[Prompt]: Copy the rows between the line holding "Task: place one keypoint per instance of the scattered" and the line holding "Task: place one keypoint per instance of the blue tarpaulin", inclusive, word for word. Leave the pictures out of your copy.

[Data listing]:
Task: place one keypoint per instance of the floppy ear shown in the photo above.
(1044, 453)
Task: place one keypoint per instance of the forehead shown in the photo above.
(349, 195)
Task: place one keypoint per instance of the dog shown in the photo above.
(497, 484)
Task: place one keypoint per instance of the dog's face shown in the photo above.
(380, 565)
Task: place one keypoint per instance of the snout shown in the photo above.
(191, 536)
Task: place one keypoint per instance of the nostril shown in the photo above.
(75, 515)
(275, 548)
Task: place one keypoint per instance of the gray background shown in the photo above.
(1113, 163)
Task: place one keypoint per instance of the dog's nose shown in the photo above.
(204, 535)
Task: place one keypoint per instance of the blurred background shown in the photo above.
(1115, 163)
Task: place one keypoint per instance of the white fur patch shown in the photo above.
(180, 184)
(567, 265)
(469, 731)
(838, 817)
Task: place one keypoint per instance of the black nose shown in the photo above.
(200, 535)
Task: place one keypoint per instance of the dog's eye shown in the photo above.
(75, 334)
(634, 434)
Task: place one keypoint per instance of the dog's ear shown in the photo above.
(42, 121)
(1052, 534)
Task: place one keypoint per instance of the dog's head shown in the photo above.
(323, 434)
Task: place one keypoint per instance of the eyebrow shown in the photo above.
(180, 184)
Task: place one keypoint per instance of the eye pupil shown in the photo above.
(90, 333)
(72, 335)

---

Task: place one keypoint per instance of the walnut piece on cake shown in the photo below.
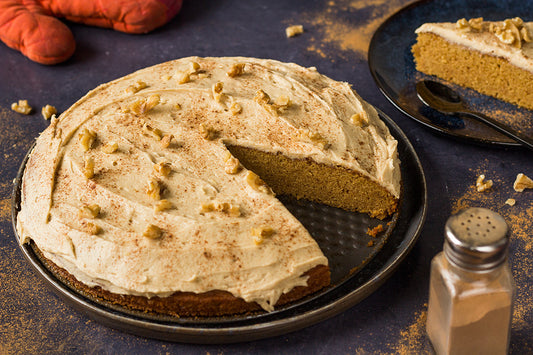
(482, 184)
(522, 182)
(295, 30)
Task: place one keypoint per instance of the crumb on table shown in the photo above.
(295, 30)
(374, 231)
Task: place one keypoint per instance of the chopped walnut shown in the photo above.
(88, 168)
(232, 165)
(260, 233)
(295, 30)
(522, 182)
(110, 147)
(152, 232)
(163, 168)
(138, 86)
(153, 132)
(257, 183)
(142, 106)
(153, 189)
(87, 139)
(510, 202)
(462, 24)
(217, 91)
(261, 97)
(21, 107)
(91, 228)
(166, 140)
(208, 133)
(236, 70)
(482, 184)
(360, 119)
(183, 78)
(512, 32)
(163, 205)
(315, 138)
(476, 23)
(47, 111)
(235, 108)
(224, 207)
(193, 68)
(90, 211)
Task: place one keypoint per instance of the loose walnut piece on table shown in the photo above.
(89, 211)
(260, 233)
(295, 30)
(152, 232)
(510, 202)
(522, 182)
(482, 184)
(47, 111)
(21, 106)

* * *

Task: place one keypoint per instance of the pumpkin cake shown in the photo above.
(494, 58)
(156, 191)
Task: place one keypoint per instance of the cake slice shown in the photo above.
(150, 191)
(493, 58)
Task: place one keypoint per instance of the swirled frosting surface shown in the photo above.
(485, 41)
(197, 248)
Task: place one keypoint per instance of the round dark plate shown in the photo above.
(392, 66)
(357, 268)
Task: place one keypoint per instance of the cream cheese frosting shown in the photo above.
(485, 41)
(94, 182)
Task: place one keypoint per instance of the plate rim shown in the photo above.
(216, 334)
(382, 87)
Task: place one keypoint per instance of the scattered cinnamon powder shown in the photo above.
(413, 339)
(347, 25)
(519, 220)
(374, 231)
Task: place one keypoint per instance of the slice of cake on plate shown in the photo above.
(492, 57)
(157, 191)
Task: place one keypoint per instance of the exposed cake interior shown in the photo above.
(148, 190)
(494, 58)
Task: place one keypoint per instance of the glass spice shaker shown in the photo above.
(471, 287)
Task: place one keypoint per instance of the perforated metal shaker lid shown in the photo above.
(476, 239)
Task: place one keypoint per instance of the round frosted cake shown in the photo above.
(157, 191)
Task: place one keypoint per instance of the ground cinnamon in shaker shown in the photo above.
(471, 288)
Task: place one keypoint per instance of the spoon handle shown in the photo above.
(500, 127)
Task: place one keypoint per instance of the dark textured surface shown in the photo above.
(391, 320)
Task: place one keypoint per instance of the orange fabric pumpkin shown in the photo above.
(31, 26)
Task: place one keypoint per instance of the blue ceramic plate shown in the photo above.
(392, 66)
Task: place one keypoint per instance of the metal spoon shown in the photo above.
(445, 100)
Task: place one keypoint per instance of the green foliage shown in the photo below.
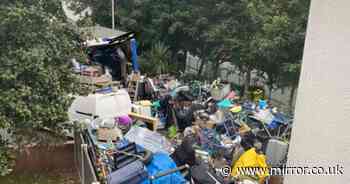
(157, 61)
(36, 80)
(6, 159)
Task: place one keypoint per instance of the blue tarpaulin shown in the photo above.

[The reply]:
Task: place one keypoint per instance of the scattered cinnamon powder shown in the photo above.
(413, 339)
(347, 25)
(519, 220)
(374, 231)
Task: place one keypoint per instance of the slice of cake on plate shown in the photo above.
(492, 57)
(157, 191)
Task: place one keypoint per instance of the exposed cake interior shown in the photo above.
(148, 190)
(494, 58)
Task: place one keypoint per instance of the glass spice shaker shown in the photo above.
(471, 287)
Task: place one keypoint per instance of the perforated metal shaker lid shown in the photo above.
(476, 239)
Task: place one keypoint per instance of the round frosted cake shown in the photo above.
(157, 191)
Task: place one keypoint per instance of the ground cinnamon in shaker shown in the photo above.
(471, 288)
Task: place one keypoint per instance of the spoon handle shown in the photo above.
(500, 127)
Task: place one keypoint per instance of the dark textured surface shown in the photo above.
(391, 320)
Task: place one keypoint per instance of the orange fabric pumpkin shown in the photo above.
(31, 26)
Task: place one keypoint per instance of the blue ceramic plate shown in the photo above.
(392, 66)
Task: place one keypoint per instance of the metal spoon shown in the photo above.
(445, 100)
Task: place one keypoint per instance of the green foliage shown in the photo below.
(157, 61)
(36, 80)
(6, 159)
Task: place one keypoint per instance of the blue tarpaulin shown in the photo above.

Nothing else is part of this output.